EXERCISE DESCRIPTION: An exact copy of every entry is needed, without the pictures.

DATA FOR THIS TASK:
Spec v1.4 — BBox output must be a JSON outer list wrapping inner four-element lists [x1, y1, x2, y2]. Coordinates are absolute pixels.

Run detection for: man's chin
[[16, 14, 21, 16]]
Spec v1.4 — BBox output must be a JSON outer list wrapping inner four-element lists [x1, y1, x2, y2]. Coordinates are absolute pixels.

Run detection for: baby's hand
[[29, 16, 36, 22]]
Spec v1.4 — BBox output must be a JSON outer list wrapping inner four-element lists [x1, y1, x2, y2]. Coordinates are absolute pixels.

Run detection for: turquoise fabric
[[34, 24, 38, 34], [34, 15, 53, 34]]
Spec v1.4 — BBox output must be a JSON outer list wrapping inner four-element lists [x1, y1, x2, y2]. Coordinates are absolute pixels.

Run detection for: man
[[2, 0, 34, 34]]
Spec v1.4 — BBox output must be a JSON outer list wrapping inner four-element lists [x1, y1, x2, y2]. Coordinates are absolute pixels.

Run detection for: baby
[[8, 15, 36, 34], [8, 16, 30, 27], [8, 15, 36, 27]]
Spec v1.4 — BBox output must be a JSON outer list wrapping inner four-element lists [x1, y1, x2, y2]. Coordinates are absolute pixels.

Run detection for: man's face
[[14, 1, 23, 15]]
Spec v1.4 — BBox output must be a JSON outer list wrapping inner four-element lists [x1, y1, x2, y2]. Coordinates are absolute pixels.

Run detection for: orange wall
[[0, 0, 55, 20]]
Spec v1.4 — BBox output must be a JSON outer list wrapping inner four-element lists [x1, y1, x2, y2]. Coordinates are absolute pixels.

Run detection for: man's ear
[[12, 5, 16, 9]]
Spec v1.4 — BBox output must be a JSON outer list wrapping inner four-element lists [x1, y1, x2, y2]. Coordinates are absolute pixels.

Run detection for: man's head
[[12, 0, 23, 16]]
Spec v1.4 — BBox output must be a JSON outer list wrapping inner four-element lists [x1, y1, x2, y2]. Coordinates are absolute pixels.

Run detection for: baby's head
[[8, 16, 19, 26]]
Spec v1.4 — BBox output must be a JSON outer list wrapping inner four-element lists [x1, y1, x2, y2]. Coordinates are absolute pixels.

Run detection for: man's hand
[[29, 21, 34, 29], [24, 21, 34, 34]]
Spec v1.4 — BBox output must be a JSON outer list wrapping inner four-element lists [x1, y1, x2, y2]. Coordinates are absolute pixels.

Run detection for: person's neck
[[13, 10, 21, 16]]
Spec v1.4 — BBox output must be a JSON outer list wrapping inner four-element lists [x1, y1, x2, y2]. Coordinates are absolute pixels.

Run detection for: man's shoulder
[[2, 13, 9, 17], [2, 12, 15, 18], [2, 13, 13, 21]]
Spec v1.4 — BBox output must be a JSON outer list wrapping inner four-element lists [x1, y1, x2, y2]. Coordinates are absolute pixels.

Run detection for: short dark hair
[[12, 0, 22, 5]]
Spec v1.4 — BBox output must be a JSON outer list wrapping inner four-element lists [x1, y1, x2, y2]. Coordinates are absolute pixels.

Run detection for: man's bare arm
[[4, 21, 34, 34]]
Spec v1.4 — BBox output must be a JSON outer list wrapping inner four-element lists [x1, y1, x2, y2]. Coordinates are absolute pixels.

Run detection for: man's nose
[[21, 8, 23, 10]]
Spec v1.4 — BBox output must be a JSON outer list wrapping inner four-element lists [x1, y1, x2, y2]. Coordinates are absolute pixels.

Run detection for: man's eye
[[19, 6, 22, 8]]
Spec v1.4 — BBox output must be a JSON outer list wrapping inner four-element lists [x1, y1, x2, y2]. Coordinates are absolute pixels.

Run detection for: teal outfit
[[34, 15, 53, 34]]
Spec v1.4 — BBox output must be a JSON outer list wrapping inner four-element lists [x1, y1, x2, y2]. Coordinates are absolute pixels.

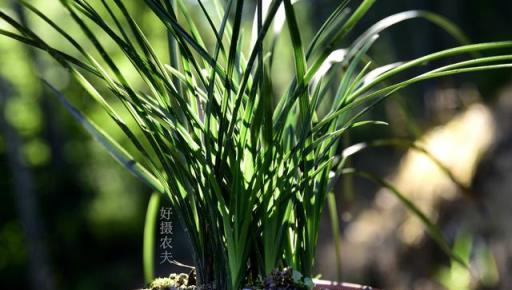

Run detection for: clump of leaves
[[1, 0, 511, 290]]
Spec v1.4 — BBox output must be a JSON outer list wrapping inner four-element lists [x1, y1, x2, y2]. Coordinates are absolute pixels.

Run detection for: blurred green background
[[0, 1, 511, 289]]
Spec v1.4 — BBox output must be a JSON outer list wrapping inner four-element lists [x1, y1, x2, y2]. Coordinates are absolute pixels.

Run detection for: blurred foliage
[[437, 230, 499, 290], [0, 0, 510, 289]]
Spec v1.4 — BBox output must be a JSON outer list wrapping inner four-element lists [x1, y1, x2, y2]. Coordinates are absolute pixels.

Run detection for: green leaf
[[143, 192, 161, 284], [43, 80, 164, 194]]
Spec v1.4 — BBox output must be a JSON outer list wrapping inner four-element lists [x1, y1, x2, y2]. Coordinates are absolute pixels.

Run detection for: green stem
[[327, 192, 342, 282], [143, 192, 161, 284]]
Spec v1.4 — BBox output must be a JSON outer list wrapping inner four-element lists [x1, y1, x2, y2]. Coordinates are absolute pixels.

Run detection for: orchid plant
[[1, 0, 511, 289]]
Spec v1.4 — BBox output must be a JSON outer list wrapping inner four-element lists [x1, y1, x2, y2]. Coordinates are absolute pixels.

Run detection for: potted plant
[[1, 0, 510, 289]]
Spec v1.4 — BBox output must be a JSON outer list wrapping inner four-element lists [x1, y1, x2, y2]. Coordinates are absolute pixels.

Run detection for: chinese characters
[[159, 206, 174, 264]]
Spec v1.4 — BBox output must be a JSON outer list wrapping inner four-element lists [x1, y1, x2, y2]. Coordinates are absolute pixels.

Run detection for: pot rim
[[313, 279, 378, 290]]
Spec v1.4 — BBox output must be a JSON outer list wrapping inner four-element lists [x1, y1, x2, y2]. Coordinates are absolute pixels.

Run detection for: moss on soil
[[145, 267, 312, 290]]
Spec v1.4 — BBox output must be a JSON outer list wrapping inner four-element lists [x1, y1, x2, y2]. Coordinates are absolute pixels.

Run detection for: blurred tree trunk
[[2, 2, 59, 289], [0, 78, 55, 290]]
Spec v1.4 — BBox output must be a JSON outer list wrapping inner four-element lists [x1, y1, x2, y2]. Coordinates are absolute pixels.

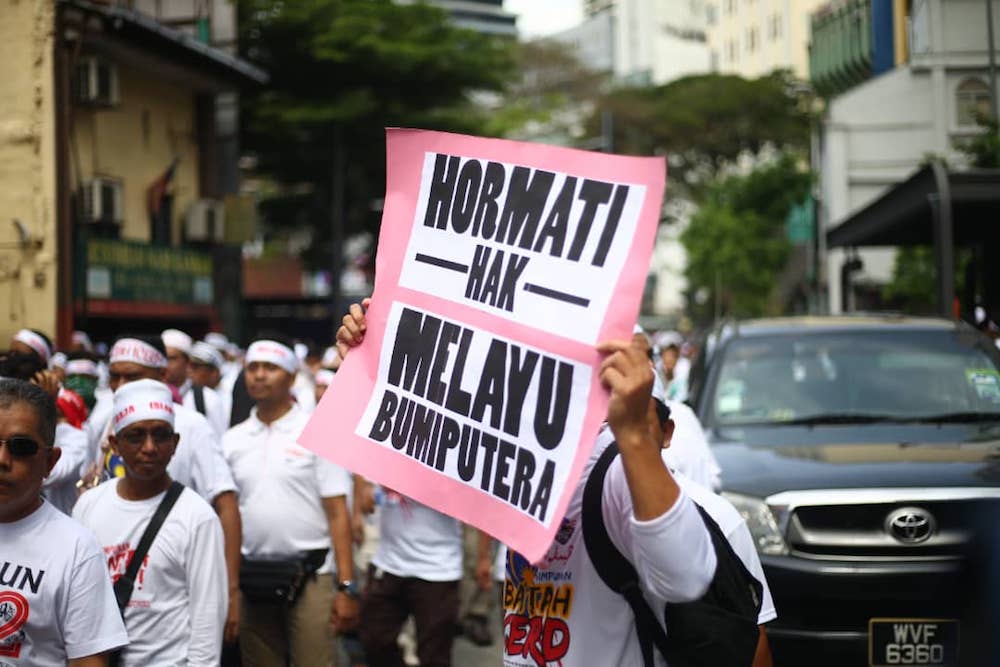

EXERCISE OUTPUT:
Spec v1.4 — BBox output must be a JSON outer list wrapping inner four-element lists [x1, y1, x2, y2]. Coordinates are absolute pixels.

Run detection for: man's chin
[[16, 14, 21, 16]]
Spec v1.4 — BBox output must be a JSON outer list wrapping inner four-element lists [x1, y1, x2, y2]. Coordinates are absolute pixels.

Run detection for: baby's hand
[[29, 16, 36, 22]]
Spec v1.4 — BBox output must be a JSON outer list wrapping inner four-element lists [x1, y1, x2, y2]. Coordinates are absolute pixels.

Run detection for: turquoise fabric
[[34, 24, 38, 34], [34, 15, 53, 34]]
Spec v1.4 — BBox output must be a JSON outer list wrapping inner four-element lists [x1, y1, x2, y2]. Coordinates are absolute pixels.

Run detection for: man
[[2, 0, 34, 34]]
Spec v1.4 — BBox output must be a JSON outer list wrapping inner four-element lists [x1, y1, x2, y2]. Coordinates are absolute pixels.

Run detection for: baby
[[8, 15, 36, 34], [8, 16, 30, 27], [8, 15, 36, 27]]
Spec v1.4 — BBox output must be a JSON outer list wrapping inner four-element lists [x1, y1, x2, y2]. Coordinates are absolute pixels.

Run detection for: man's face
[[14, 1, 23, 15]]
Spec v1.4 — BBox output must be a JSON outer list wrapping inner four-element lists [x1, y1, x2, y2]. Coordinates are absolute pixels.

Run detection for: orange wall
[[0, 0, 55, 20]]
Spec v1.4 — BBox output must be a JSON outer list wrapping inner four-element lists [x1, y1, x2, y2]. Coordinates are absolute pixels.

Run detection for: man's ear
[[12, 5, 16, 9]]
Spec v1.4 — BBox output must be a JSON outer list wrapping inner four-element lists [x1, y1, x2, y2]. Coordinates are absolute pixels.

Run detection for: man's head
[[12, 0, 23, 16]]
Spec v1.4 — BBox output must be a JSON outer list wrapping inner four-element lists [x1, y1, x2, y2]. Coordinates are absolute pixels.

Run detection for: baby's head
[[8, 16, 19, 26]]
Spec v1.4 — BBox output must be a JSON outer list wrapping inner four-element lists [x1, y1, x2, y2]. Coordinates are absolute pixels.

Run detection for: man's hand
[[29, 21, 34, 29], [24, 21, 34, 34]]
Spec v1.4 — BBox output must be a JSON outer list wrapping inner four-element lists [x1, y1, x2, y2]. Coordinates are absolute pixels.

Run detection for: person's neck
[[13, 10, 21, 16]]
Spec v1.4 — BBox output must be a JSON outer list wrapping inner four-element lists [x1, y1, x2, y2]. Coordinates are absolute pixels.

Run detection for: man's shoulder
[[2, 13, 9, 17], [2, 12, 15, 18], [2, 13, 13, 21]]
Spec v1.4 — BBox output must be a JSON outer list wrapping inner four-element lists [x1, y1, x2, y2]. Coordinates are absolute pixels.

Run detection for: short dark hair
[[12, 0, 22, 5]]
Spec v1.4 — BBox output must be a JSON outer list wrapping inner four-element lists [x1, y1, x2, y2]. Coordinates are absolute pixels.

Run detection for: man's bare arm
[[4, 21, 34, 34]]
Spec v1.4 — BBox output must be a JSON outer list wrapping inner four-element lists [x1, y1, x2, y2]. Coordinates are absolute pixels.

Run detection for: man's nose
[[21, 8, 23, 10]]
Spec v1.4 — BBox output must be a JSON outer list wrapping inner four-element lists [x1, y1, x2, y2]. Coordinates are absolute pixels.

Run detection for: man's eye
[[19, 6, 22, 8]]
Spec v1.4 — BBox output must be a JSON outer list wrapping inner four-element lists [x1, y1, x2, y2]. Coordinates are absolute pixels.

Run detection for: teal outfit
[[34, 15, 53, 34]]
Spec v1.4 — BBox output must be a JSON outer list wrapping inner four-element lists [x1, y1, x2, y2]. Coordinates are absolute pixels.


Run detection for: clump of leaves
[[1, 0, 511, 290]]
Spec v1.4 — BBox output must be a JSON outer list wrapping inner four-element lists [x1, y1, x2, y2]. Coordinates are absolute pixels.

Run detection for: blurred green background
[[0, 1, 511, 289]]
Spec v1.4 — BBox output must be a JSON outer list wrapping inner four-element lists [x1, y1, x2, y2]. Coordinates are absolute pixels.

Run detection for: blurred foliage
[[437, 230, 499, 290], [0, 0, 510, 289]]
Spec v1.4 — BBox output must be a JSON outer list wrapping inner four-element lists [x1, y1, x2, y2]. Coordinates are absolute pixels.

Run detection for: green leaf
[[143, 192, 161, 284], [43, 80, 164, 194]]
Spec v1.4 — BBox output must be a JSON outer list wrapping inner four-element lists [x1, y1, x2, y2]. Coordinates are absolute pixels.

Run detection for: green stem
[[327, 192, 342, 282], [143, 192, 161, 284]]
Spec v1.4 — BBox output must be a JSON outer list wrapping inner four-element lists [x1, y1, x2, y2]. Coordinates are absolute pixels.

Run detection for: orchid plant
[[1, 0, 511, 289]]
Spec v1.4 — BBox output must be a JSON outer list wrapping inner four-element lists [x1, y1, x2, y2]. Coordinates are absolute pixels.

Run detection for: potted plant
[[1, 0, 510, 289]]
Spec v1.4 — BBox output must be a JSON outer list wrapping inner four-element lists [x1, y1, x2, y2]. Coordinates are absolute pixels.

Run detection for: chinese characters
[[159, 206, 174, 264]]
Spec v1.4 — BBox output must be a JSON outer list wrapping inner four-element lists [x1, y1, x2, y2]. Coordinates are absolute pixels.

Run detection for: pot rim
[[313, 279, 378, 290]]
Spec v1.4 — BBox output must be a JSON outer list wrapping inner four-element lists [x1, y1, x2, y2]. Coordinates are absolute pixels.

Run detection for: moss on soil
[[145, 267, 312, 290]]
Spec v1.4 — BBox output must be a JSON outer list wrapping inner four-element lists [x1, y1, x2, y2]. Coordinates are absolute pixels.

Run detection for: blurred tree trunk
[[2, 2, 59, 289], [0, 78, 55, 290]]
Spec v1.4 — BBox output must be a JSON outer list wrapping inner four-element lists [x1, y1, x2, y2]. Coordinates are absolute pixels.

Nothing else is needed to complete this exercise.